▶ [WHAT YOU ARE ASKED TO DO]: After finding the line that includes "Target: hairy leaf surface" in the records below, transcribe it and each line after it through the last, exactly, and add nothing.

Natural-language object grounding data
○ ○ ○ ○ ○ ○ ○

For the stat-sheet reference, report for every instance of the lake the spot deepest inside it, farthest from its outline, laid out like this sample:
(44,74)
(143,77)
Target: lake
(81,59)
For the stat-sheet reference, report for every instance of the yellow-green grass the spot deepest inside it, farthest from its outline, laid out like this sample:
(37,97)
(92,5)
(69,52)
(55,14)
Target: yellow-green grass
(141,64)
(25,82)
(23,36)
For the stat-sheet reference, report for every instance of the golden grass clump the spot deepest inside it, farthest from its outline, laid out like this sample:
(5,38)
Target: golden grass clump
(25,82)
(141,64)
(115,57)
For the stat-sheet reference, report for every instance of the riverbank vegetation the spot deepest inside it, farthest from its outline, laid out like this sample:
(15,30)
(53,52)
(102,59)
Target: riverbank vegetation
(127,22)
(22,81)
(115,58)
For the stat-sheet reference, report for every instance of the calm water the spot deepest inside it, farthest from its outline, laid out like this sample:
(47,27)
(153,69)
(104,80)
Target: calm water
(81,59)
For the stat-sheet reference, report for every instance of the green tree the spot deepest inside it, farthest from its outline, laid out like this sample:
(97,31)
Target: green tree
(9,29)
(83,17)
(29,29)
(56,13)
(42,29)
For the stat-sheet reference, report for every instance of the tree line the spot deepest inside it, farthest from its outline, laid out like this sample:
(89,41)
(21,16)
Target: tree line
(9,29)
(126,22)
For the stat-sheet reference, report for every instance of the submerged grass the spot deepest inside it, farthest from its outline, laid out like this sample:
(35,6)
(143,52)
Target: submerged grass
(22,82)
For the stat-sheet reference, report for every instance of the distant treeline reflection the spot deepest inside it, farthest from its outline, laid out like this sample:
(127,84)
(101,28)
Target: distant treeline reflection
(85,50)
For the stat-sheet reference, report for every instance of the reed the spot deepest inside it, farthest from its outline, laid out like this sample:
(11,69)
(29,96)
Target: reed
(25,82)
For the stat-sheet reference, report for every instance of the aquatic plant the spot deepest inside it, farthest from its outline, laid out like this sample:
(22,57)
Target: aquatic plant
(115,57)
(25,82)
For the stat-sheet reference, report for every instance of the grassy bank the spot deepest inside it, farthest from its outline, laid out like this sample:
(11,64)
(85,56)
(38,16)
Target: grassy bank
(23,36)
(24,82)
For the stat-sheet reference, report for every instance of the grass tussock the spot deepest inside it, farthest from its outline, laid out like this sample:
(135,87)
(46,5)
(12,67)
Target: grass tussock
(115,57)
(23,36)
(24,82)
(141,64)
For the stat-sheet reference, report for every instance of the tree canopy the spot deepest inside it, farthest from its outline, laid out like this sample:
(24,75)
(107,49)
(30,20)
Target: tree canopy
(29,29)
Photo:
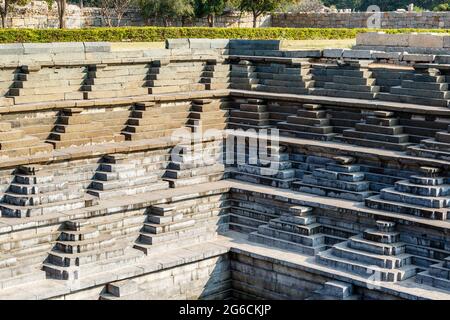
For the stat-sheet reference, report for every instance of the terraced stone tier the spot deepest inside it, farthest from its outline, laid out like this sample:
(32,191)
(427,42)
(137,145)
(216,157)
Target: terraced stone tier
(117,175)
(426,86)
(16,143)
(81,250)
(149,120)
(252,114)
(348,79)
(191,221)
(377,255)
(338,180)
(116,80)
(438,275)
(35,192)
(76,127)
(34,83)
(295,230)
(378,131)
(195,163)
(177,76)
(424,196)
(207,114)
(311,122)
(253,73)
(274,169)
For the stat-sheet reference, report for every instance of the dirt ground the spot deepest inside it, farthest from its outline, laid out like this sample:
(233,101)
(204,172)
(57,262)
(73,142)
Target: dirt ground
(287,44)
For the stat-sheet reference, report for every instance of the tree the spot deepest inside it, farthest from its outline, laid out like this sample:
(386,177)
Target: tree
(209,9)
(62,4)
(6,6)
(114,7)
(259,7)
(167,10)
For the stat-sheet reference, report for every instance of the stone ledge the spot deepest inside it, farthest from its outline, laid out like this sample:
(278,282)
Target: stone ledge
(344,102)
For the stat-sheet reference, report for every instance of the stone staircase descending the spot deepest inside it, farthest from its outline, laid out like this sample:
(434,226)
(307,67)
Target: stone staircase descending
(437,147)
(346,79)
(81,251)
(176,76)
(184,223)
(295,230)
(252,114)
(15,143)
(149,120)
(310,122)
(377,255)
(248,212)
(118,175)
(35,192)
(75,127)
(7,78)
(438,275)
(216,75)
(341,179)
(427,86)
(425,195)
(273,169)
(36,83)
(262,74)
(207,114)
(335,290)
(116,80)
(382,130)
(194,163)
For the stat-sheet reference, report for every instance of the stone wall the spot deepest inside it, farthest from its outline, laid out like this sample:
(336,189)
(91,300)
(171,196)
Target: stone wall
(39,16)
(389,20)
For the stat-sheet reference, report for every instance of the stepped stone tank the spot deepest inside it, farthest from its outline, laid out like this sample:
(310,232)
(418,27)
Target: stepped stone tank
(135,174)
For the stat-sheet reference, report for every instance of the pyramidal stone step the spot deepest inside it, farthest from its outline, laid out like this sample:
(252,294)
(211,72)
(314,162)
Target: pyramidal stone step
(311,122)
(340,179)
(376,255)
(380,130)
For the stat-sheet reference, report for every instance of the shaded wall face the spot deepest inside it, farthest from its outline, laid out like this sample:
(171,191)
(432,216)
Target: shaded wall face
(386,20)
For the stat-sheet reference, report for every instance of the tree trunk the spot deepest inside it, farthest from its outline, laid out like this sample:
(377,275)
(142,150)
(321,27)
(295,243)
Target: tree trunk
(62,13)
(3,20)
(211,20)
(255,19)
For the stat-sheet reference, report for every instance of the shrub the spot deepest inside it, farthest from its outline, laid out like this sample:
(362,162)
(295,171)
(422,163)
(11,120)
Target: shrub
(152,34)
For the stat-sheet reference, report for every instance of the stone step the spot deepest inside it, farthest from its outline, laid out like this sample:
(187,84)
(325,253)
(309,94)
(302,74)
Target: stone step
(373,143)
(392,139)
(124,191)
(344,93)
(284,225)
(195,236)
(390,194)
(420,93)
(376,202)
(426,278)
(433,86)
(306,135)
(367,271)
(358,186)
(413,99)
(351,87)
(387,249)
(354,81)
(10,210)
(18,280)
(331,192)
(406,186)
(377,129)
(255,236)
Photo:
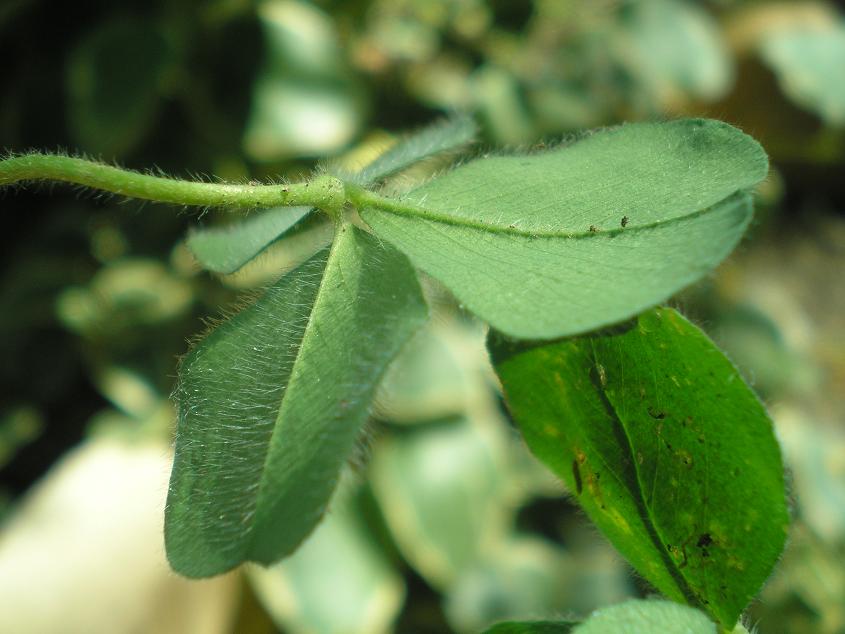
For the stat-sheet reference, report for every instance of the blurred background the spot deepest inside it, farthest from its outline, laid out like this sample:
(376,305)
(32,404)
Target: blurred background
(444,522)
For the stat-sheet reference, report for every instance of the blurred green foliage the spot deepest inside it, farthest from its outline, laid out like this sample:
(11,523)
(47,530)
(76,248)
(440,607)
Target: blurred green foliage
(447,522)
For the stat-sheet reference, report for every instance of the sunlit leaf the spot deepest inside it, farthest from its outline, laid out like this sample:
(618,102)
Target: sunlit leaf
(809,63)
(677,50)
(521,577)
(439,487)
(646,617)
(272,401)
(366,591)
(665,447)
(536,246)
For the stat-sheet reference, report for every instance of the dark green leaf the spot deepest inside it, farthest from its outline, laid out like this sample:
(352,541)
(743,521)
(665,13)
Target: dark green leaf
(531,627)
(272,401)
(665,447)
(449,135)
(115,78)
(535,244)
(225,250)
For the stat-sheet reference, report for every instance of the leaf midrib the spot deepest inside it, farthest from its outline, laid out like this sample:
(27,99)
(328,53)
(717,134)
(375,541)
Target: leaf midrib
(309,325)
(654,533)
(365,199)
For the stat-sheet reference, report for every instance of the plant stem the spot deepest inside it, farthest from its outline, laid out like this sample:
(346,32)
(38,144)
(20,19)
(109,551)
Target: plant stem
(324,191)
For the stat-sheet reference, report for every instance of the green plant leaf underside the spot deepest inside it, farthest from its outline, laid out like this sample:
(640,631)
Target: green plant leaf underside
(446,136)
(535,244)
(666,448)
(227,249)
(646,617)
(271,402)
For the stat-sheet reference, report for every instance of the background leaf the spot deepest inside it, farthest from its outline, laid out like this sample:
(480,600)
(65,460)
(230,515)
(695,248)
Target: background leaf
(535,244)
(806,62)
(271,402)
(647,617)
(668,451)
(531,627)
(445,136)
(366,591)
(227,249)
(115,79)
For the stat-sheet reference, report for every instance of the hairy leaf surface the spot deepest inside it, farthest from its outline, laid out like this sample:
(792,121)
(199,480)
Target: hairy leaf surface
(647,617)
(446,136)
(227,249)
(536,246)
(272,401)
(665,447)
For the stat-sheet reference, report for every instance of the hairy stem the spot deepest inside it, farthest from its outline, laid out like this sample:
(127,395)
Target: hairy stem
(324,191)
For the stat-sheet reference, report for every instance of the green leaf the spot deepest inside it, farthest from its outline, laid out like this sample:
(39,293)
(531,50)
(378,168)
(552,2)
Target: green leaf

○ ○ ○ ○ ○ ○ ○

▶ [OUTPUT]:
Target: hairy leaf surface
(647,617)
(446,136)
(227,249)
(536,246)
(272,401)
(665,447)
For the stat-sheet reference, report for every instance of the hairy stem the spot deepest inside it, farthest from its outline, laid out like this sample:
(127,395)
Target: hairy stem
(324,191)
For the stat-sheet reference, report for every instance of the green leaf the spot deepest inside it, farthest from its outline, laid out like this sample:
(39,293)
(531,50)
(378,168)
(552,2)
Target: green leaf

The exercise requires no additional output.